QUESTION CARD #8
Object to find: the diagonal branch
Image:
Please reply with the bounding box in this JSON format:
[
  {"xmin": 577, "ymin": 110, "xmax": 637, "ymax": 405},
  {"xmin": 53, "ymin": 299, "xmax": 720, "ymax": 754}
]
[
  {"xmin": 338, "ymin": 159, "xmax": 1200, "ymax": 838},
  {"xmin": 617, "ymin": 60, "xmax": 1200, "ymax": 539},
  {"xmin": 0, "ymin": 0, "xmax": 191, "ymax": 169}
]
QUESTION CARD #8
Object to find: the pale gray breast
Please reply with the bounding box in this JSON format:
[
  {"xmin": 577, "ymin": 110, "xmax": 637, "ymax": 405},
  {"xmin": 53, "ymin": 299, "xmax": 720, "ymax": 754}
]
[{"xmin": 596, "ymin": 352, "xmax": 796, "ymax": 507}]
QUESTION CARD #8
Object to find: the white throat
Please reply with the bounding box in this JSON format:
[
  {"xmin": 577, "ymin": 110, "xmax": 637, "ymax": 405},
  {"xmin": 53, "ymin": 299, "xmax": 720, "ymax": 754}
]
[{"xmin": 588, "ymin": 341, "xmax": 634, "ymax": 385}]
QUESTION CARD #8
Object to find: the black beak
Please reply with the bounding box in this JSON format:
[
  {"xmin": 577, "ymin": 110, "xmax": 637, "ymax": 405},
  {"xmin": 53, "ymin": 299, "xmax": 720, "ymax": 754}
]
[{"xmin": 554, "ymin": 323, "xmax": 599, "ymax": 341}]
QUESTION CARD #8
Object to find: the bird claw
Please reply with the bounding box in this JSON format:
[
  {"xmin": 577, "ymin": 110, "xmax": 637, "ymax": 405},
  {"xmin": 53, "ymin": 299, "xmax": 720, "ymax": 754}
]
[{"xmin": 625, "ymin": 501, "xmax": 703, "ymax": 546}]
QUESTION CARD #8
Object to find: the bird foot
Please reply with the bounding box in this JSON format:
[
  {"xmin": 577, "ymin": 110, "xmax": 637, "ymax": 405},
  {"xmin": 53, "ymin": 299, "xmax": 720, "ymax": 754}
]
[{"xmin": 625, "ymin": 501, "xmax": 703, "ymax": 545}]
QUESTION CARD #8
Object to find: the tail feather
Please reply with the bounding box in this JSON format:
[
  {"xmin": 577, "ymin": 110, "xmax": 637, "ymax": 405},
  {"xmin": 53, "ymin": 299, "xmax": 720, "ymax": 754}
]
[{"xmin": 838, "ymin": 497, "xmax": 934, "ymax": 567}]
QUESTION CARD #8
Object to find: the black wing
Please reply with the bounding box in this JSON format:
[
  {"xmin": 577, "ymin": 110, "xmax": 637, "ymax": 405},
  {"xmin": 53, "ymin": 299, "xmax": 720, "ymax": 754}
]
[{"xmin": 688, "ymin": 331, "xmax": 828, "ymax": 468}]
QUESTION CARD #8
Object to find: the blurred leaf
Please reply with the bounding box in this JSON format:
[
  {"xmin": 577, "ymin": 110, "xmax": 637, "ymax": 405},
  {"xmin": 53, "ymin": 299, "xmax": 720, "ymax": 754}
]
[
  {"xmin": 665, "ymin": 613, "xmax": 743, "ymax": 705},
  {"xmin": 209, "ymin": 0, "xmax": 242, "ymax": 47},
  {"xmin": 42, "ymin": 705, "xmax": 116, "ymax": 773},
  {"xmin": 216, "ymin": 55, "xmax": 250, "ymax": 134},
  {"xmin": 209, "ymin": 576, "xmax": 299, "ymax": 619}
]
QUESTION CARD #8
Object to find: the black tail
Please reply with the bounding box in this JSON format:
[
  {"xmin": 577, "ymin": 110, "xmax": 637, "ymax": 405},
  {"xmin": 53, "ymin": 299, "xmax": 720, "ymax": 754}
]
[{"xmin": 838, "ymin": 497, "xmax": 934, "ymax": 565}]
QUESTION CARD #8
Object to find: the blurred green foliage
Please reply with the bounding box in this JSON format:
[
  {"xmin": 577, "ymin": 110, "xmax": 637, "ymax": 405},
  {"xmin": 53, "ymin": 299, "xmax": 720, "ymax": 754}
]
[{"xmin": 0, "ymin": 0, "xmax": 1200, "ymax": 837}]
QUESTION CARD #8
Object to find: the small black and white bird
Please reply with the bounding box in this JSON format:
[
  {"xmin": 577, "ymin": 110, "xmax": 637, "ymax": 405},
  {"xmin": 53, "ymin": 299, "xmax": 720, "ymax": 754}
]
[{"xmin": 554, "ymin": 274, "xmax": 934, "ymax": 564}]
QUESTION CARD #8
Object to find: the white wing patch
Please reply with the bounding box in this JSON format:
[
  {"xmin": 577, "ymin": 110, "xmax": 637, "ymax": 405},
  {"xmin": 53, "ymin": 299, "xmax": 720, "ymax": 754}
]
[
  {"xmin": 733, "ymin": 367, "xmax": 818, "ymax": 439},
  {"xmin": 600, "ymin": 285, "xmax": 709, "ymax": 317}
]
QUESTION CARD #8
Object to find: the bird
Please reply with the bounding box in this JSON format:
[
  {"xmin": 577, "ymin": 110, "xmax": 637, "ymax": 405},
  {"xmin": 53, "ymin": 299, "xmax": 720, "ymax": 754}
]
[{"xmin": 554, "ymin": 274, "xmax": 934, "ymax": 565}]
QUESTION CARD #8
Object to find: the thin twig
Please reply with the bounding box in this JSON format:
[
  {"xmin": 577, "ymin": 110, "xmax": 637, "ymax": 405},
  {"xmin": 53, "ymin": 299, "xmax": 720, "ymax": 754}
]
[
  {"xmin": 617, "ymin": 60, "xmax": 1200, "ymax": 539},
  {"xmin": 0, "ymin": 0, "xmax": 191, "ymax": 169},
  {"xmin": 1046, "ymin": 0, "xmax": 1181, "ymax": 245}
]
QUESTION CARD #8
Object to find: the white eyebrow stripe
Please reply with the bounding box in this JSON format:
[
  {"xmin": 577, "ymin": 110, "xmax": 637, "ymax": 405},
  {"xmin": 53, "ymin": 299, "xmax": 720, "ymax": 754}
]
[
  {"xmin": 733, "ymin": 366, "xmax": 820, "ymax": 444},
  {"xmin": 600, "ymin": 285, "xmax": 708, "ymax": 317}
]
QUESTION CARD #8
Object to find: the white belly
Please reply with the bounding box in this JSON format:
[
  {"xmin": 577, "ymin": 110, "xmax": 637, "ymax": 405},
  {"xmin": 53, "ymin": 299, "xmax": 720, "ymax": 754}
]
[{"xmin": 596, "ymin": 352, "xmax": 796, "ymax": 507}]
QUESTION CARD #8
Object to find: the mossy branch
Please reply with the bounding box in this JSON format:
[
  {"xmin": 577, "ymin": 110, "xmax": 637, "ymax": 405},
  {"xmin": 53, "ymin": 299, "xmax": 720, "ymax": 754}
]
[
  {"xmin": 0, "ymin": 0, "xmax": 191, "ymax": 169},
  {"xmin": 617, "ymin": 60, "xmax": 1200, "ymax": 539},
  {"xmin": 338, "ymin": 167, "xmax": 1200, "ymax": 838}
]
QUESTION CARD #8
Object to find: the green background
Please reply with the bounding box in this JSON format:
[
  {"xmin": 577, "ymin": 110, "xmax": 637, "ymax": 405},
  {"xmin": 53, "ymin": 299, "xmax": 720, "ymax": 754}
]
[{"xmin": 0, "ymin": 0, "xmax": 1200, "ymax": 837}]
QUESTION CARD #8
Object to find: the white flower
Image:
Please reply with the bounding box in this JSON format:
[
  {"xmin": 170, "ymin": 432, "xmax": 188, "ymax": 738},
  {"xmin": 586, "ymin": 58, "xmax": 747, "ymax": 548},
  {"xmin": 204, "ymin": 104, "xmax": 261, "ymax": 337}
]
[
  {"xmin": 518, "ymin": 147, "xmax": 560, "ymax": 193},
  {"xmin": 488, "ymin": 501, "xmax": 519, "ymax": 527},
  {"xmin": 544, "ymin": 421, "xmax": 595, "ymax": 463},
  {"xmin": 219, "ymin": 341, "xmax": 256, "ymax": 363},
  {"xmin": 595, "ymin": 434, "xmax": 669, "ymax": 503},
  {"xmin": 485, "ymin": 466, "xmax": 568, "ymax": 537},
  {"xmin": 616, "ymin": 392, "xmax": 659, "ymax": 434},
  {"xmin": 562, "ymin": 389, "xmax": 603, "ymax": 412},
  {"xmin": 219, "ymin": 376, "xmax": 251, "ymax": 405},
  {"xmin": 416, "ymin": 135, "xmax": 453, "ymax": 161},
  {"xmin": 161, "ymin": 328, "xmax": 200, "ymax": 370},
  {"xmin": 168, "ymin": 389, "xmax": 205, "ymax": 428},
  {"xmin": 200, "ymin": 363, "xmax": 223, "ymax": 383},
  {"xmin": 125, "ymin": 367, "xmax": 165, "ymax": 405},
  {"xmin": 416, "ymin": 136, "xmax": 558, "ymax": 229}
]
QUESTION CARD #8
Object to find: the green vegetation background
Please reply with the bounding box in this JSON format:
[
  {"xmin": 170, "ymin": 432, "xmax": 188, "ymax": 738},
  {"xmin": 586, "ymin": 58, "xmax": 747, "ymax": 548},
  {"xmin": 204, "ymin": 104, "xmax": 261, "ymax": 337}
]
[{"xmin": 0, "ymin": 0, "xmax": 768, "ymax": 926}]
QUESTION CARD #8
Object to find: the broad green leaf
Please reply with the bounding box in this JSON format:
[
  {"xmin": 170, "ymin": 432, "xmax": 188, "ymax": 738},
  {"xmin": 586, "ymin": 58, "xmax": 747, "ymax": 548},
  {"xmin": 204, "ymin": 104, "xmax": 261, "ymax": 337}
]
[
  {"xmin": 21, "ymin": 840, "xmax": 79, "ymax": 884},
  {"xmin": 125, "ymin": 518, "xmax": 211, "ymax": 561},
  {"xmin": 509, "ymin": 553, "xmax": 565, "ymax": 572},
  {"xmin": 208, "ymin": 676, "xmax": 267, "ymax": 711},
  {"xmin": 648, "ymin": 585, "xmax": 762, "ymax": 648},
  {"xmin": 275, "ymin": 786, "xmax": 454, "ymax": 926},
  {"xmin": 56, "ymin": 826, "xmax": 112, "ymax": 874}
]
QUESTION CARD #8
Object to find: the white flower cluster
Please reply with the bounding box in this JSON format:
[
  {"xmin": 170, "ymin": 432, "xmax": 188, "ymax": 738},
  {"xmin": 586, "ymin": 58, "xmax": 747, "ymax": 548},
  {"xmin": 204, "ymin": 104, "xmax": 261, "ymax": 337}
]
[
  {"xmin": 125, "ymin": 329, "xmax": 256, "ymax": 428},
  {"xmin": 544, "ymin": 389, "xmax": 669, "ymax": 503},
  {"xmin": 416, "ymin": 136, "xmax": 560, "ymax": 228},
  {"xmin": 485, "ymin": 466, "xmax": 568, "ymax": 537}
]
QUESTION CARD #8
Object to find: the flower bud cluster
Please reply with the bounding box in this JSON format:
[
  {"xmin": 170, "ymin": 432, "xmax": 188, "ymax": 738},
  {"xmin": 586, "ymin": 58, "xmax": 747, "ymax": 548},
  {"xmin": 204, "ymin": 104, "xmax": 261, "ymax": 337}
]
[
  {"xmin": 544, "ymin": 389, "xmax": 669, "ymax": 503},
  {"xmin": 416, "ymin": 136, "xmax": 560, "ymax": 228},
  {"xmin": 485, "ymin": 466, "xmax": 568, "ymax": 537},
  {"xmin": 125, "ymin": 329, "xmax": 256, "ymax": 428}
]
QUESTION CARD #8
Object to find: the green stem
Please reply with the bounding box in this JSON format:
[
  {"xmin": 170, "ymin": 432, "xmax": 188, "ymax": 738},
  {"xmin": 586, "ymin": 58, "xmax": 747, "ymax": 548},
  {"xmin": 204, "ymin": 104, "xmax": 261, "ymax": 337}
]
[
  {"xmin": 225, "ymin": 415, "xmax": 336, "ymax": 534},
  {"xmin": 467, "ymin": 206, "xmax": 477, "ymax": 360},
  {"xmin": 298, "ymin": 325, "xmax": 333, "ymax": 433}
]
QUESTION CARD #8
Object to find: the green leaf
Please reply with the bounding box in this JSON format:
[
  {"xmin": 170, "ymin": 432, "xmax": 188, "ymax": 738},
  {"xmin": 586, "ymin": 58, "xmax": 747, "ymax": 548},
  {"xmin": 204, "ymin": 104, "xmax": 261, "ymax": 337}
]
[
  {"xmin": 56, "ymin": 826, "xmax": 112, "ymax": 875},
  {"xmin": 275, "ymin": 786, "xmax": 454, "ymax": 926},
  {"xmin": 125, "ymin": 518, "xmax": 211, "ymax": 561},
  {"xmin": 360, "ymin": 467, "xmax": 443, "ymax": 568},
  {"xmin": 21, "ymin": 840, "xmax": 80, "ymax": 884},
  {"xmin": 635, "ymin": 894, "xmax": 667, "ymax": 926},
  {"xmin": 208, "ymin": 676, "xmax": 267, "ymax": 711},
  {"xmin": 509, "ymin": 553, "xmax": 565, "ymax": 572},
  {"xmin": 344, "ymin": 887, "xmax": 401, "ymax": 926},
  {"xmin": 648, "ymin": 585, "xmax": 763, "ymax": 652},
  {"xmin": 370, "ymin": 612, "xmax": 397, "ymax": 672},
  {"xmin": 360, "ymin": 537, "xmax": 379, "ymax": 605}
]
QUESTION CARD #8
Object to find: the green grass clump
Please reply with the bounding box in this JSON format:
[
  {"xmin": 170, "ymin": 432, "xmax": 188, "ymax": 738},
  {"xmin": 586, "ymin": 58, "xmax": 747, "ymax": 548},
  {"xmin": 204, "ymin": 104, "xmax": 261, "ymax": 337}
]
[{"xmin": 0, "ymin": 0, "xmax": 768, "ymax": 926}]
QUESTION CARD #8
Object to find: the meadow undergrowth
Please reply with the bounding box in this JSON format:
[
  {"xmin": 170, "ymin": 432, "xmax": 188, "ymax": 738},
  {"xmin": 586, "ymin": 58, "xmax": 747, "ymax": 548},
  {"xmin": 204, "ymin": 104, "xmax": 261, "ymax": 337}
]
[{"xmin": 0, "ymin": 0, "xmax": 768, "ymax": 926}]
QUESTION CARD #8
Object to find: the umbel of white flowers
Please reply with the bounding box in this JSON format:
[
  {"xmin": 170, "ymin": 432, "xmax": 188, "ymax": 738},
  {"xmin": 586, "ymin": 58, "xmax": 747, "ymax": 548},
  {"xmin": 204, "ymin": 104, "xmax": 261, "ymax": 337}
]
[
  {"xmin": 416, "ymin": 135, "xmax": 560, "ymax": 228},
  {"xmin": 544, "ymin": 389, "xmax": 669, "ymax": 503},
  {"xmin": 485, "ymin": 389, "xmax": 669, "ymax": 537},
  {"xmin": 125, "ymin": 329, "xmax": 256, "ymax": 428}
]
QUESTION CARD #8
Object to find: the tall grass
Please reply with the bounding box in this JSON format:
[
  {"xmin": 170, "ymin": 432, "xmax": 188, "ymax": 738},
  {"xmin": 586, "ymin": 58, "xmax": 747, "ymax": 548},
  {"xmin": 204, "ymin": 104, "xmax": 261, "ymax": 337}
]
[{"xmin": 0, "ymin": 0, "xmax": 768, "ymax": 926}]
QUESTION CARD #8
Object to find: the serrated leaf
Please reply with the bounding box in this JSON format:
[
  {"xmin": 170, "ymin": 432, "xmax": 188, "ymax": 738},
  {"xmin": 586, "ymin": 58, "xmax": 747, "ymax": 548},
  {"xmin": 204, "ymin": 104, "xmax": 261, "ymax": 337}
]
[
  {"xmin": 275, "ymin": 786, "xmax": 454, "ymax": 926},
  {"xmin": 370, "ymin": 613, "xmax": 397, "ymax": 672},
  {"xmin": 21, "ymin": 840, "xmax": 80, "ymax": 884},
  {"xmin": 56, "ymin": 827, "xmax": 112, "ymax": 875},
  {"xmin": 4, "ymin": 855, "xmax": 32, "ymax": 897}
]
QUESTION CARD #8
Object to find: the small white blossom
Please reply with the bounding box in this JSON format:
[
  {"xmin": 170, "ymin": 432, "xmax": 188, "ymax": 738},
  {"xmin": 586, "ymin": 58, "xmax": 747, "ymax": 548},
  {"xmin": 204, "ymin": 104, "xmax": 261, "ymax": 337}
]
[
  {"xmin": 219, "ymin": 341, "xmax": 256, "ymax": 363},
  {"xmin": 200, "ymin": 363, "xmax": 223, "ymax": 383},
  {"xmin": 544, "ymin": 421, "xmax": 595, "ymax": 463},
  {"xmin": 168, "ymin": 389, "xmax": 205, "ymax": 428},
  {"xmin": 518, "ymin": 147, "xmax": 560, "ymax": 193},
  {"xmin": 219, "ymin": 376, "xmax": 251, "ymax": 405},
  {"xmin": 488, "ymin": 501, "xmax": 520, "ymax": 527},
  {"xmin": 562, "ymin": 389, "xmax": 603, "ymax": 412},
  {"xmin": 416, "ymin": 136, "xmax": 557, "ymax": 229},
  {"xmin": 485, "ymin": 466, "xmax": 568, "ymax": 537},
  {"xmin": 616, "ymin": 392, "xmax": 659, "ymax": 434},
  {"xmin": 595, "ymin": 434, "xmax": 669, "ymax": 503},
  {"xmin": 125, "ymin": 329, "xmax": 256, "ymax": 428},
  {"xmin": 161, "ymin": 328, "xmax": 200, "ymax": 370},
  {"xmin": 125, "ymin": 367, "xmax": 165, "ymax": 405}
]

## EXERCISE OBJECTIVE
Show every line above that contains the string "blurred", counting only matches with the same capitalization.

## SOLUTION FOR THIS TASK
Object to find: the blurred leaf
Object to find: the blurred green foliage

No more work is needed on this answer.